# [Ejercicio 1]
Reescribe el texto sobre lo que significa ser mexicano desde las palabras "Nacemos en un" hasta después de "piensa como actúa.", y cambia "ciudad" por "pueblo".

----- Fragmento -----

Nacemos en un mundo que nos es impuesto. Se nos impone un lenguaje y un sistema de normas que, desde que nacemos, o incluso desde antes, nos son coercitivos. Nadie de nosotros eligió nacer en una determinada familia o ciudad o país. Nadie de nosotros eligió nacer. Y ahí donde fuimos a nacer las cosas existían desde mucho antes de que nosotros siquiera estuviéramos contemplados para existir. Y ahí las cosas eran como eran porque antes de ellas había habido algo que las hizo ser de determinada manera.  En México las cosas son como son porque los que viven aquí son mexicanos. Lo que nos define, para bien o para mal, es producto de gente que existe y que piensa y que actúa como piensa o que piensa como actúa.

Mexicano significa nacido en México, hijo de padres mexicanos, de padre o de madre mexicana, nacido en una embarcación o aeronave con bandera mexicana o reconocido como mexicano naturalizado por una institución estatal. Pero quizá, en última instancia, sólo significa compartir con otros esa palabra: mexicano, por el hecho de haber nacido en la misma área geográfica delimitada por fronteras. Porque el mexicano que vive en Puerto Progreso, Yucatán y que dice pescar jurel con sardinas vivas porque el jurel es un pez mañoso, no es un mexicano como el que viaja aplastado dentro del metro que sube y baja por las entrañas del monstruo gris que es el DF. Y el mexicano que es tzotzil o tarahumara o maya, no es un mexicano como el soldado que despierta cada día para matar a otro mexicano que es narcotraficante en el estado de Sonora. Y sin embargo, y aunque lo ignoraran, son mexicanos. Lo dice en su acta de nacimiento y se lo reconocemos los otros.

-----

# [Ejercicio 2]
Copia cada línea del listado en la que aparezca la palabra "ladybug".

----- Información proporcionada -----

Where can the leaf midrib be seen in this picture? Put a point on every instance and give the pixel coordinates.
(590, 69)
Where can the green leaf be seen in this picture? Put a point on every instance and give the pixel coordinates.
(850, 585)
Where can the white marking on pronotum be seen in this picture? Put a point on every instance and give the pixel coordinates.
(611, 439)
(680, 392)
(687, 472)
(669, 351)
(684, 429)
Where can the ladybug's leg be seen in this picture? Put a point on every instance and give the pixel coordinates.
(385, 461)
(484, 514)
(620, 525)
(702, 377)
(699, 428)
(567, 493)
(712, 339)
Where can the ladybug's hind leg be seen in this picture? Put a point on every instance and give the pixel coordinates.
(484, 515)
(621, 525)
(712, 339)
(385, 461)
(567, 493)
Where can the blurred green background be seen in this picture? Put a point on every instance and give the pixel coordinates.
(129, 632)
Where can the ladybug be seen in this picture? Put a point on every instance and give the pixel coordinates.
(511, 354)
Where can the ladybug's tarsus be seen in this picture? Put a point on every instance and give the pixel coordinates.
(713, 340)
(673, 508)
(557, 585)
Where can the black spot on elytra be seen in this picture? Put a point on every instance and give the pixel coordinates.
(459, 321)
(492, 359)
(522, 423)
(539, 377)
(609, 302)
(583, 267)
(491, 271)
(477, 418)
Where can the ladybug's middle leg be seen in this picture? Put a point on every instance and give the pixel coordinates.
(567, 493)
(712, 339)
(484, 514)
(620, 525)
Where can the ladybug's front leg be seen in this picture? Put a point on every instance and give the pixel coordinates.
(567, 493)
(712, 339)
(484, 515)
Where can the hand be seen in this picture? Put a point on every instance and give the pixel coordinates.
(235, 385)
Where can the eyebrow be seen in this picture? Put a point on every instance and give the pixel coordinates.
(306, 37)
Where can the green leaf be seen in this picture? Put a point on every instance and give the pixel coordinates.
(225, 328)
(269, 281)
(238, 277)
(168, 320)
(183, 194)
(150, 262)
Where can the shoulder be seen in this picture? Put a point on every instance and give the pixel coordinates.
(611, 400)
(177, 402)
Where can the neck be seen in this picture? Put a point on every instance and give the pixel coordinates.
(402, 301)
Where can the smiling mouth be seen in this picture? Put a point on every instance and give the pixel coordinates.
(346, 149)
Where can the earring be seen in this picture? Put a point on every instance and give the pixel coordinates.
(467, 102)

-----
----- Información proporcionada -----

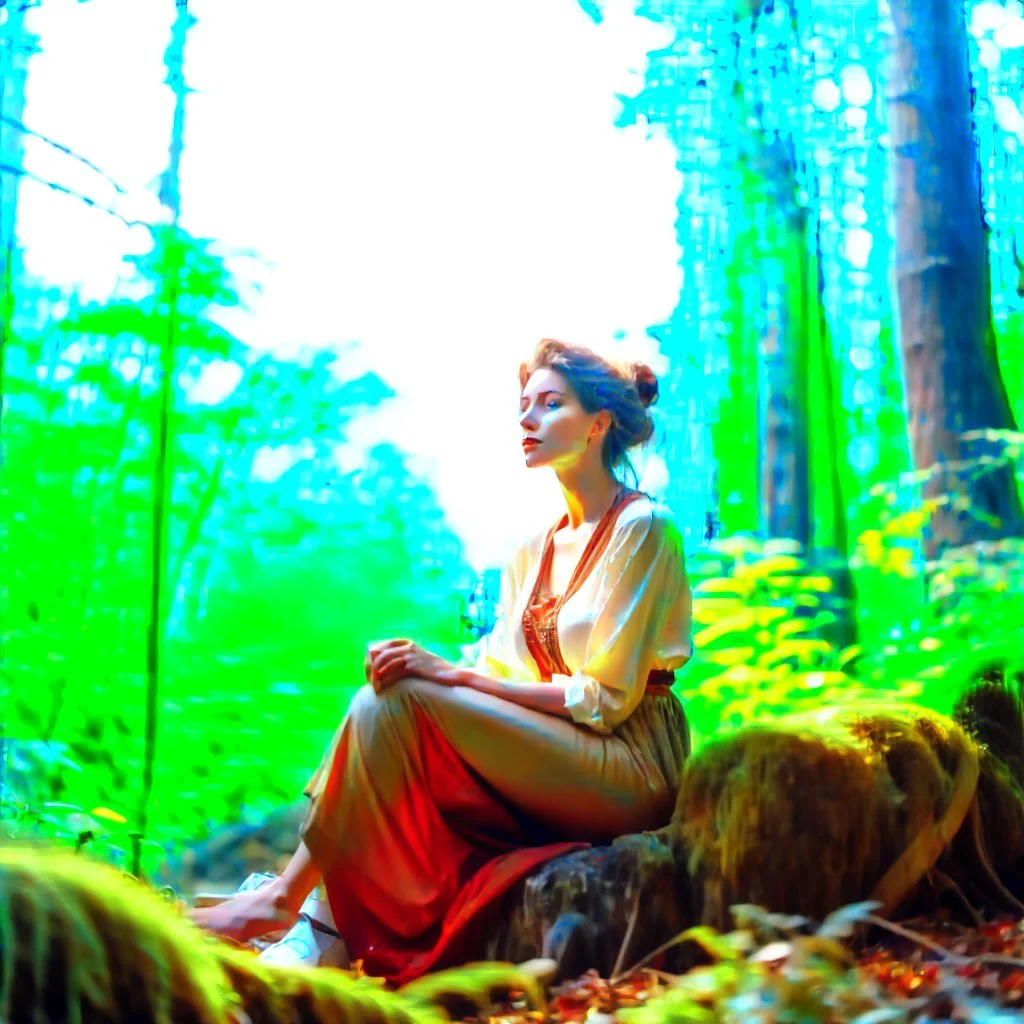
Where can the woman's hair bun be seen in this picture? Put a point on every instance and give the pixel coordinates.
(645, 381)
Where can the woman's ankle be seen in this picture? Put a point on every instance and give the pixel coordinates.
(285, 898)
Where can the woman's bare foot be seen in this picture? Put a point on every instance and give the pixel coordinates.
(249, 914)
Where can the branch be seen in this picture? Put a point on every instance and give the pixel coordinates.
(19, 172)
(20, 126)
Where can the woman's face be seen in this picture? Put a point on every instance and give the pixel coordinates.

-----

# [Resultado de la tarea 1]
Nacemos en un mundo que nos es impuesto. Se nos impone un lenguaje y un sistema de normas que, desde que nacemos, o incluso desde antes, nos son coercitivos. Nadie de nosotros eligió nacer en una determinada familia o pueblo o país. Nadie de nosotros eligió nacer. Y ahí donde fuimos a nacer las cosas existían desde mucho antes de que nosotros siquiera estuviéramos contemplados para existir. Y ahí las cosas eran como eran porque antes de ellas había habido algo que las hizo ser de determinada manera.  En México las cosas son como son porque los que viven aquí son mexicanos. Lo que nos define, para bien o para mal, es producto de gente que existe y que piensa y que actúa como piensa o que piensa como actúa.

# [Resultado de la tarea 2]
Where can the ladybug's leg be seen in this picture? Put a point on every instance and give the pixel coordinates.
Where can the ladybug's hind leg be seen in this picture? Put a point on every instance and give the pixel coordinates.
Where can the ladybug be seen in this picture? Put a point on every instance and give the pixel coordinates.
Where can the ladybug's tarsus be seen in this picture? Put a point on every instance and give the pixel coordinates.
Where can the ladybug's middle leg be seen in this picture? Put a point on every instance and give the pixel coordinates.
Where can the ladybug's front leg be seen in this picture? Put a point on every instance and give the pixel coordinates.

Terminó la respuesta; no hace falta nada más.